** AUFGABENSTELLUNG **
Tippen Sie aus den Einträgen unten den Abschnitt unverändert ab, der mit der Zeile beginnt, die „mat in the image above.“ enthält, und mit der Zeile schließt, die „303;326;451;355“ enthält. Beide Zeilen gehören dazu.

Einträge zur Beschriftung mit Begrenzungsrahmen
===

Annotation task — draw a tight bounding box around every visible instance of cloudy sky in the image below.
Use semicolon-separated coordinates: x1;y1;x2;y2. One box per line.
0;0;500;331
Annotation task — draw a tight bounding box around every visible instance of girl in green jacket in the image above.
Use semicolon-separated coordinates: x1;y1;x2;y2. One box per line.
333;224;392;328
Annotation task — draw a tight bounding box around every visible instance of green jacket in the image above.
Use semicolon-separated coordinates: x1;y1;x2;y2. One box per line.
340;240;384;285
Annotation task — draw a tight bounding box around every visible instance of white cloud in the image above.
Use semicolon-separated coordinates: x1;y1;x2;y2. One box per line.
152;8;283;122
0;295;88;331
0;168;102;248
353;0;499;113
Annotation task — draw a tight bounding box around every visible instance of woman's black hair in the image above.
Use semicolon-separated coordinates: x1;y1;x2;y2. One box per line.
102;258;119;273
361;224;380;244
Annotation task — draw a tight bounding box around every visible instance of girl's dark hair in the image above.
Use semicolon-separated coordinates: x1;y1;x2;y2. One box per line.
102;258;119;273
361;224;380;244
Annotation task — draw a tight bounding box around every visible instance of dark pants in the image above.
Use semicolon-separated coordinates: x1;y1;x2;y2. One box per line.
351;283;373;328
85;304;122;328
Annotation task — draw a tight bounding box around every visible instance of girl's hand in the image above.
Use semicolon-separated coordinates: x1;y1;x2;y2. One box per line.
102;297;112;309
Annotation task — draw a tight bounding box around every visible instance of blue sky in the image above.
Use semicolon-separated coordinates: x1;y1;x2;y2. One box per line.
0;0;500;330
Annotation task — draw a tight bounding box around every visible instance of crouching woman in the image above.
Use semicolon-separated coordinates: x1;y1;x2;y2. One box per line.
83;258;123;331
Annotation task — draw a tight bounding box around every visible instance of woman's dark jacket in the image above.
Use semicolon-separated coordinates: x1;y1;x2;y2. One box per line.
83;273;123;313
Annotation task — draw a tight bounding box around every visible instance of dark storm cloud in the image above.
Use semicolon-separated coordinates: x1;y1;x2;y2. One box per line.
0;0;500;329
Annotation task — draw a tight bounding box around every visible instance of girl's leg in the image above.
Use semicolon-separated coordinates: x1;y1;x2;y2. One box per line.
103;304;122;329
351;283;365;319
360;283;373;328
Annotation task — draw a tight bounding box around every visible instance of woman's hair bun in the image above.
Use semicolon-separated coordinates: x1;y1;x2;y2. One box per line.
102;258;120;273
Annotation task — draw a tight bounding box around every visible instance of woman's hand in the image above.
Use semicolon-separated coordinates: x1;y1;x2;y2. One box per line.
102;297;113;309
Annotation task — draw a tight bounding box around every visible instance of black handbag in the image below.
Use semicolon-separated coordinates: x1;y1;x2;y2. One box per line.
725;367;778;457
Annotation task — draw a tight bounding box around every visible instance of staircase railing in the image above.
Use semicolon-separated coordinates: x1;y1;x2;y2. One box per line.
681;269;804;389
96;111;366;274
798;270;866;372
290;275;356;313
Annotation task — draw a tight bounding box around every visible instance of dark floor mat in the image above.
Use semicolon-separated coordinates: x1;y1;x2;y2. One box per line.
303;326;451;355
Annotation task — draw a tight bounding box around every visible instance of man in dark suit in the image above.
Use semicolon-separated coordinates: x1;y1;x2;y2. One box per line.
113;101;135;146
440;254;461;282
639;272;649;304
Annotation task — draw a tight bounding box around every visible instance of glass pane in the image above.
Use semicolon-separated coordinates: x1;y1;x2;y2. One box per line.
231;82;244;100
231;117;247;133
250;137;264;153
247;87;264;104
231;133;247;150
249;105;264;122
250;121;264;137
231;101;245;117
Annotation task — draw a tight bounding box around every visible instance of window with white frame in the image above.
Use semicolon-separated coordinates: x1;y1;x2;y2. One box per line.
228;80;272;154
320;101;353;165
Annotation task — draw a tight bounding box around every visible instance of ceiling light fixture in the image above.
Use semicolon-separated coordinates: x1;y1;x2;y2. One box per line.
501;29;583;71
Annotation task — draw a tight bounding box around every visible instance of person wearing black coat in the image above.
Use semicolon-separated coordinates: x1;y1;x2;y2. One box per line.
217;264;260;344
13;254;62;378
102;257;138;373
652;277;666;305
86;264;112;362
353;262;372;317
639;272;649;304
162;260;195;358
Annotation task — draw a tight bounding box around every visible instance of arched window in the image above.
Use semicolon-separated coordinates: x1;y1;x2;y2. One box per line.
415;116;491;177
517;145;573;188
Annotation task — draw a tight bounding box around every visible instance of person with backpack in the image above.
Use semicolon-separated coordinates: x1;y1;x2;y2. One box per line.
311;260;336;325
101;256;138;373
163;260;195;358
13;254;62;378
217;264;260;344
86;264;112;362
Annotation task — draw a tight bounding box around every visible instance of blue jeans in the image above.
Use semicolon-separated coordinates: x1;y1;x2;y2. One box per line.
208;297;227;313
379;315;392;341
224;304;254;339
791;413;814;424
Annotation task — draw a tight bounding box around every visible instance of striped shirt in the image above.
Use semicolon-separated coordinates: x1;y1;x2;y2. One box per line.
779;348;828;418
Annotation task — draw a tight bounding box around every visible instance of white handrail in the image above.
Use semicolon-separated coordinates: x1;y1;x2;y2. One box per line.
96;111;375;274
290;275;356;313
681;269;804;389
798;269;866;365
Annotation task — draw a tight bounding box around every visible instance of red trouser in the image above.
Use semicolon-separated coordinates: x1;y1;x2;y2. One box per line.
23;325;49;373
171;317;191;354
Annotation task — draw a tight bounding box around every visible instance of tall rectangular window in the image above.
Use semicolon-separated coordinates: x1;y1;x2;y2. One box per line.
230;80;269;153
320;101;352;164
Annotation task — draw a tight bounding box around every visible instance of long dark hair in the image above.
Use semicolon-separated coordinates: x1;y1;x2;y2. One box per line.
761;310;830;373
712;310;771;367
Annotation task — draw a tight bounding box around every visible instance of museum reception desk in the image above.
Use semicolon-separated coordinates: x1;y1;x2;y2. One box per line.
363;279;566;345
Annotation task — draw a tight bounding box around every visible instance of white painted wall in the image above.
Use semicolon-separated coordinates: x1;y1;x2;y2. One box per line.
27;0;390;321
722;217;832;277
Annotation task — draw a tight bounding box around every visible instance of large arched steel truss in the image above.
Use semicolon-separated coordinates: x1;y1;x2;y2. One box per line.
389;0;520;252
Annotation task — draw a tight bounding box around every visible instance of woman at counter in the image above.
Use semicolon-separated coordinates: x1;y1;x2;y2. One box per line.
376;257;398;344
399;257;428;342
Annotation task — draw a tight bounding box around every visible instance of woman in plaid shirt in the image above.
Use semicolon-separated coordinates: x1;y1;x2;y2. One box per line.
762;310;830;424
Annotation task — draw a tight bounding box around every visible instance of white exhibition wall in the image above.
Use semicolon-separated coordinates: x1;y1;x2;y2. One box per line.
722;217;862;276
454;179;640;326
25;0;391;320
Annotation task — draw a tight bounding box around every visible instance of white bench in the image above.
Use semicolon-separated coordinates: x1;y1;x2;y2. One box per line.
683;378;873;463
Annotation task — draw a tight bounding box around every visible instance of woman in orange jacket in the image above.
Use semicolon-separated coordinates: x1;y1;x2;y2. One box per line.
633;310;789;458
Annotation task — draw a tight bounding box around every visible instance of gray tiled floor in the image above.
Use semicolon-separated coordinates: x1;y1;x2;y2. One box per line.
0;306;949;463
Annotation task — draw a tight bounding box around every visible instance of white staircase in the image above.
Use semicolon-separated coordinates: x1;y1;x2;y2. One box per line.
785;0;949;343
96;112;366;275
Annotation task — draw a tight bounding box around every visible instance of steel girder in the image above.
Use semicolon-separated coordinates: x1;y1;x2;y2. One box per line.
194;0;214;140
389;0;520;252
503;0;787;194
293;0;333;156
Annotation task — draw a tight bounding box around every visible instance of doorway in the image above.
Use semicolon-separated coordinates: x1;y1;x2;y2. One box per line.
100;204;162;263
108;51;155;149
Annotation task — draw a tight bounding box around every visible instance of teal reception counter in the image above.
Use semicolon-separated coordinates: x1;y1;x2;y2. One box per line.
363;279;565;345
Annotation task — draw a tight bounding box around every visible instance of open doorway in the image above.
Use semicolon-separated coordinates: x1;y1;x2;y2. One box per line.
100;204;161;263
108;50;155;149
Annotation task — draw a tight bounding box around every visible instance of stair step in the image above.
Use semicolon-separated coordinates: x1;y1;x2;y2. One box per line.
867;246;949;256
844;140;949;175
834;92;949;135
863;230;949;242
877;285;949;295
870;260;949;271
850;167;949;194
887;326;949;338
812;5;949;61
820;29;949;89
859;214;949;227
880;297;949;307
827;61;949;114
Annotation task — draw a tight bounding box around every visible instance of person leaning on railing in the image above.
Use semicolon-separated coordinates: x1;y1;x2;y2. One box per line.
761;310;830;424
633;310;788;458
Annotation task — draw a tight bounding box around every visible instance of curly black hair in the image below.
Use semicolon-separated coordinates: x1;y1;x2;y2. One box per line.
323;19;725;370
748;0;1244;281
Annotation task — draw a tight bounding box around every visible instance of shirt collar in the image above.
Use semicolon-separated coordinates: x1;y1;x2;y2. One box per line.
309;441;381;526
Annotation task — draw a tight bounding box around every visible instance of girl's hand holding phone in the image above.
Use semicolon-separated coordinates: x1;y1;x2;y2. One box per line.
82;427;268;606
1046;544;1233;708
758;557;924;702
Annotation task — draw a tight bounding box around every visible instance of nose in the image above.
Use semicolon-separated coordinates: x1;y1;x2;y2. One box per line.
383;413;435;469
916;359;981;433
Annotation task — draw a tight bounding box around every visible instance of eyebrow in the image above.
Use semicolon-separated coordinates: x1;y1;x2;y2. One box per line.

===

** ERWARTETE ANTWORT **
Annotation task — draw a tight bounding box around every visible instance of dark floor mat in the image above.
Use semicolon-separated coordinates: x1;y1;x2;y2. One box per line.
303;326;451;355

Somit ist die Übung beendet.